-- Text extract --
###

AFRICA/DR CONGO - Clear lead of “yes” votes in referendum to approve new Constitution. “This is the civil and peaceful response from a people who suffered so much in so many years of violence and abuse” says local missionary

Wednesday, 21 December 2005

Kinshasa (Fides Service)- “Yes” votes should make a clear win in the referendum on the Constitution in the Democratic Republic of Congo according to the first official results after a third of the votes had been counted. The President of the independent electoral commission, Rev Apollinaire Malu Malu a Catholic priest, said that according to the votes counted so far 78.47% electors were in favour of the draft Constitution which establishes a presidential system and a unitary state strongly decentralised.
If “yes” votes prevail the referendum will be followed by the adoption of an electoral law to allow political elections before June 30, 2006. At the moment 'Yes'' votes have the lead in 11 provinces including the capital Kinshasa and East Kasai, stronghold of Etienne Tshisekedi, principal antagonist of President Joseph Kabila.
The approval of the draft document would mark the end of a delicate stage of transition started in 2003, after a war which lasted about 5 years and involved 6 neighbouring countries and caused the deaths of over 3 million people.

###

-- Actions to take --
1. Set down, word for word, the passage of the Congo referendum report starting with "The approval of" and going on through "3 million people.".
2. Answer these questions from the Congo referendum report:
(a) What percentage of the votes counted so far favored the draft Constitution?
(b) By what date would political elections be allowed under the planned electoral law?
(c) In what year did the transition stage begin?

-- Stored rows --
###

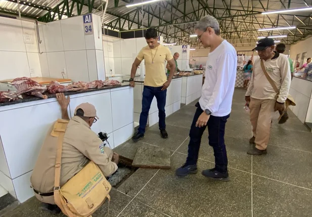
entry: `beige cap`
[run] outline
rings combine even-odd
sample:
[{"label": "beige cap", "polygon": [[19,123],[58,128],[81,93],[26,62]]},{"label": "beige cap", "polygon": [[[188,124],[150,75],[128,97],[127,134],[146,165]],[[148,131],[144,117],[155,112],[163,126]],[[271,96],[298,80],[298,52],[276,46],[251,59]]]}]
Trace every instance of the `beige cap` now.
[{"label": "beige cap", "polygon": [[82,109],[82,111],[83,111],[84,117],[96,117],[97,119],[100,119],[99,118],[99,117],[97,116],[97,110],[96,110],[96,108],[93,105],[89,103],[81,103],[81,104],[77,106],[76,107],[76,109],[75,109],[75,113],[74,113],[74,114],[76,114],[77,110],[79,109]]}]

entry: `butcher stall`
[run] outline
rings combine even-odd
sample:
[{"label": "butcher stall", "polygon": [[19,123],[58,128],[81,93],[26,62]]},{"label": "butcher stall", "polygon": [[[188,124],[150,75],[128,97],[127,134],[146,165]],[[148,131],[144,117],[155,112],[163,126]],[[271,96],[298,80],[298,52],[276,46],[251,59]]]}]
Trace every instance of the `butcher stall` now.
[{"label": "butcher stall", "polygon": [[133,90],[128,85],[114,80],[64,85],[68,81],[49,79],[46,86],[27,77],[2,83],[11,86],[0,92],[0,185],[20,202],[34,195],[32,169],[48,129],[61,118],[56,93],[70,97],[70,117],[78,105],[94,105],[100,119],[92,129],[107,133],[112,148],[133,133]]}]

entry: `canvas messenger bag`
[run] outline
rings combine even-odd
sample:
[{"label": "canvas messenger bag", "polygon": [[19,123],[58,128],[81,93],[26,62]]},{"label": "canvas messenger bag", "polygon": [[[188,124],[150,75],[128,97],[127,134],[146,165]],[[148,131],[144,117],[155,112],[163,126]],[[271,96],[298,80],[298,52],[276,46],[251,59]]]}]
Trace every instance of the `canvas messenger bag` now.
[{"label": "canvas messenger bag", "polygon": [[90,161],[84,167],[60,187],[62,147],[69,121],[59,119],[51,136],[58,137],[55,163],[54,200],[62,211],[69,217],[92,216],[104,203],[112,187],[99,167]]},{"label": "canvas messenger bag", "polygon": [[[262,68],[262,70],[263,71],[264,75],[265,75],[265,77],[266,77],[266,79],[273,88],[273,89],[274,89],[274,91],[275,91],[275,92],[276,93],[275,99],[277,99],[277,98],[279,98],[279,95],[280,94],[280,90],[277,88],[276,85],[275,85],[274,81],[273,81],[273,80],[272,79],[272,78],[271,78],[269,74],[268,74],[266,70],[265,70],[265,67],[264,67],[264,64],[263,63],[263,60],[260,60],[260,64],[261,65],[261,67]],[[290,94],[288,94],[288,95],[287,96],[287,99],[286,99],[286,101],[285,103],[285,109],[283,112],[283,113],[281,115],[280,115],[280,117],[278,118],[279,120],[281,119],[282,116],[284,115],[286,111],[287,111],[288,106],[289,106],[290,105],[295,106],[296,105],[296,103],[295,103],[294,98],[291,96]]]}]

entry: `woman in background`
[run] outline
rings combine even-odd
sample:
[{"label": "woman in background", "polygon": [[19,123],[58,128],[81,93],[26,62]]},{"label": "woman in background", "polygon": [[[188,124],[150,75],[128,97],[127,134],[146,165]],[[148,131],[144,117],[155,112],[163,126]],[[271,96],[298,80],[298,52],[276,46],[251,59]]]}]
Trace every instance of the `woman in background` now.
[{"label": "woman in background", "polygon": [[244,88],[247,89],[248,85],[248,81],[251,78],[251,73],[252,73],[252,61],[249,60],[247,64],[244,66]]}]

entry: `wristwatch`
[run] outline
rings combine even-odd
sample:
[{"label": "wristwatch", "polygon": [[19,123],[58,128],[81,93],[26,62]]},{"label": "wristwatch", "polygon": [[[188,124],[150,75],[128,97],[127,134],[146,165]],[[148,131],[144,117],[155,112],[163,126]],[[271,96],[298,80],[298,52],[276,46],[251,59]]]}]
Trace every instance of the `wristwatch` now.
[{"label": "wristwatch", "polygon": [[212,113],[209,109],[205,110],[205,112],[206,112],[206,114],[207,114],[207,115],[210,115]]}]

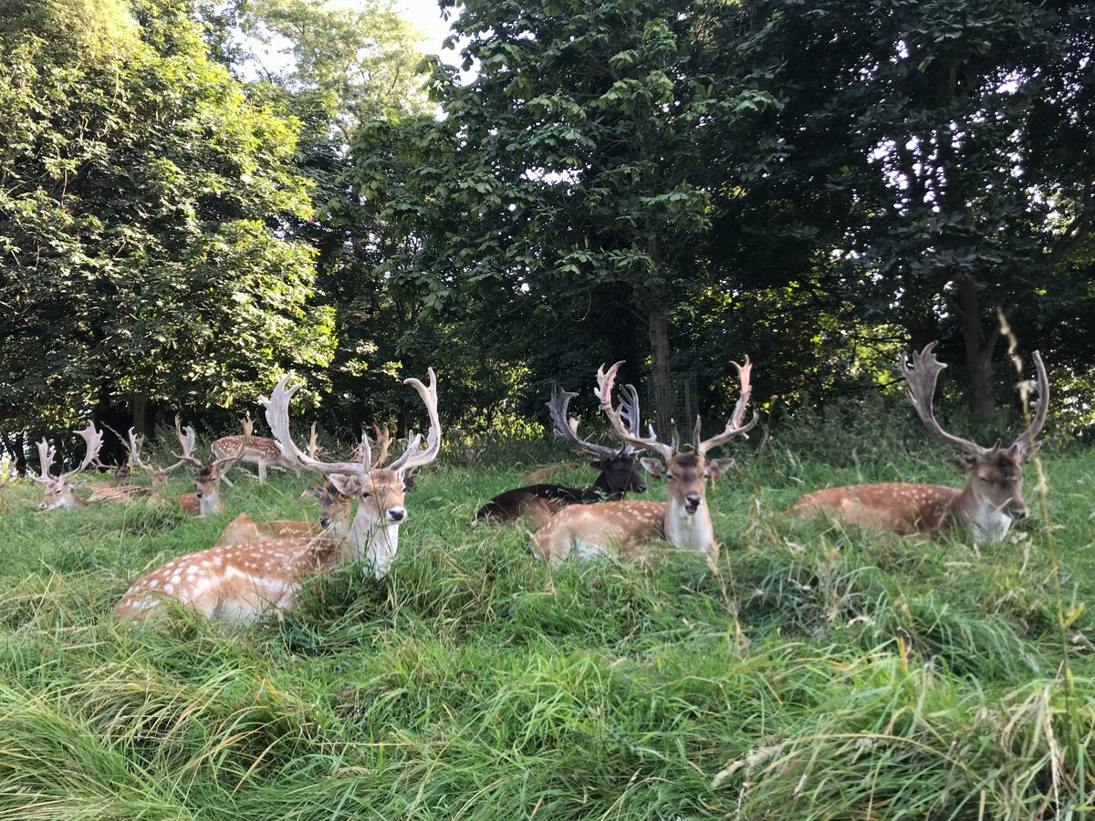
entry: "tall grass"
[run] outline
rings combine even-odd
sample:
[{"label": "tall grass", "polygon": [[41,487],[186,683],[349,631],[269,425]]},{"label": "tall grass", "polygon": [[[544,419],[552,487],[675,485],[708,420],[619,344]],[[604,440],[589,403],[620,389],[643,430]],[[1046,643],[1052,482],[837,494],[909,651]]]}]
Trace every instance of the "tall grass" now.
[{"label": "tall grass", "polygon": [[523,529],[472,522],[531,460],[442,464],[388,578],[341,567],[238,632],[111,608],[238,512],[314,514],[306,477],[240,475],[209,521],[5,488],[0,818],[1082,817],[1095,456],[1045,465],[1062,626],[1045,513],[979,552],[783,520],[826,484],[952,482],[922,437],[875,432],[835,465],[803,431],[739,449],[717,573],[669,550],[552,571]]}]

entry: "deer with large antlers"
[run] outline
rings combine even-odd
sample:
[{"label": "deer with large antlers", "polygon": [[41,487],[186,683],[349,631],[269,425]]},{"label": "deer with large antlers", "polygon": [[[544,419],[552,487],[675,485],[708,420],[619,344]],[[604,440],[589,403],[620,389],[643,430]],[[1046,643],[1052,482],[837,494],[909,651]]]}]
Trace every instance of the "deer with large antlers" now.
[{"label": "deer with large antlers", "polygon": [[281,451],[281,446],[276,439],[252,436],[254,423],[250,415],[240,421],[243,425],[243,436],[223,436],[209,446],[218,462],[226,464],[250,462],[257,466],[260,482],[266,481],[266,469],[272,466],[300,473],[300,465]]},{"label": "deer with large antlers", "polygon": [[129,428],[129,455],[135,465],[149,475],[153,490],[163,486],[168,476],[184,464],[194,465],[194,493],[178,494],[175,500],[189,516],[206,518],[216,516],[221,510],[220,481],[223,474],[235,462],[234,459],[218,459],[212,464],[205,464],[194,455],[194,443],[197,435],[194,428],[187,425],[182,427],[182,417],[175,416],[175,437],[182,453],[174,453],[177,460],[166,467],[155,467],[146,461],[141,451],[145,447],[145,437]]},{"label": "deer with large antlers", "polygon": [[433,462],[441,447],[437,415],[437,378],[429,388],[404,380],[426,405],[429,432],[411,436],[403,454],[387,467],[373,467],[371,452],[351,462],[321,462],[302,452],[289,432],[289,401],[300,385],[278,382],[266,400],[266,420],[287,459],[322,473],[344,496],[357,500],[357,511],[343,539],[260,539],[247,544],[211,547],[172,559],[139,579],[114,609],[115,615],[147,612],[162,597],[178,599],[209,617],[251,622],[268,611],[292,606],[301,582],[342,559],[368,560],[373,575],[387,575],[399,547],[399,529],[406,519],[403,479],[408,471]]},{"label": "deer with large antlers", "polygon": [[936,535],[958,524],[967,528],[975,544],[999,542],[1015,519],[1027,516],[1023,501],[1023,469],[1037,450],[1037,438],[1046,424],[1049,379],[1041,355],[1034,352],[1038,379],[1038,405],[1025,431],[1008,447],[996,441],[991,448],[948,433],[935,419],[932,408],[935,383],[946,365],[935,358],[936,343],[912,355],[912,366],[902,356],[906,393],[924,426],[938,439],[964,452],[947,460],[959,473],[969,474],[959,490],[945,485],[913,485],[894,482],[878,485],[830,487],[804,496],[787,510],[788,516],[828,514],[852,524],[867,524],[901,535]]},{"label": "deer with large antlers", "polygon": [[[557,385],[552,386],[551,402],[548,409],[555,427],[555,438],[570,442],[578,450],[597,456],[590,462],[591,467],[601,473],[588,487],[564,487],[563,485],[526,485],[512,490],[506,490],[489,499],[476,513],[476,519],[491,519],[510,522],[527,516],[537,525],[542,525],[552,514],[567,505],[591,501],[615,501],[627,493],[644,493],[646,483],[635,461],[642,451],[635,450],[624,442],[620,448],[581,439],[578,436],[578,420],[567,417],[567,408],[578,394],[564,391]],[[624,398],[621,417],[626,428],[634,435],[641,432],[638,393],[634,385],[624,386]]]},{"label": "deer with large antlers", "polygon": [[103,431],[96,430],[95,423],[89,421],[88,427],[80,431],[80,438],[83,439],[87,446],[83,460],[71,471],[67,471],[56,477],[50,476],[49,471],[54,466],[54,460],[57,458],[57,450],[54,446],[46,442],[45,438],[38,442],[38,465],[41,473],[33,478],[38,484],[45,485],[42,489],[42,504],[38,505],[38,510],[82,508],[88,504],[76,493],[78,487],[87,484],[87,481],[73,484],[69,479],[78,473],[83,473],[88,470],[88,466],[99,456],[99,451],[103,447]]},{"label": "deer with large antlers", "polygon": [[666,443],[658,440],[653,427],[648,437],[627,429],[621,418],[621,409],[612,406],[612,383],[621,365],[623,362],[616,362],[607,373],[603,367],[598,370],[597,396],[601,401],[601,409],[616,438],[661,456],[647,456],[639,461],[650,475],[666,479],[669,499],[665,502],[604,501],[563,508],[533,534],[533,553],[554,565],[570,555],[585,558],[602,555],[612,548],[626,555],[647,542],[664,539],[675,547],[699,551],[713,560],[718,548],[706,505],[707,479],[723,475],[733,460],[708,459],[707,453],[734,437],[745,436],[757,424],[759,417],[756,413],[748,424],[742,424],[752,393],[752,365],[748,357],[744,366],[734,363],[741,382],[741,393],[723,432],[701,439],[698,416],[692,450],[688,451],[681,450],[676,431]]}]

###

-- Expected answers --
1.
The approval of the draft document would mark the end of a delicate stage of transition started in 2003, after a war which lasted about 5 years and involved 6 neighbouring countries and caused the deaths of over 3 million people.

2.
(a) 78.47%
(b) Before June 30, 2006
(c) 2003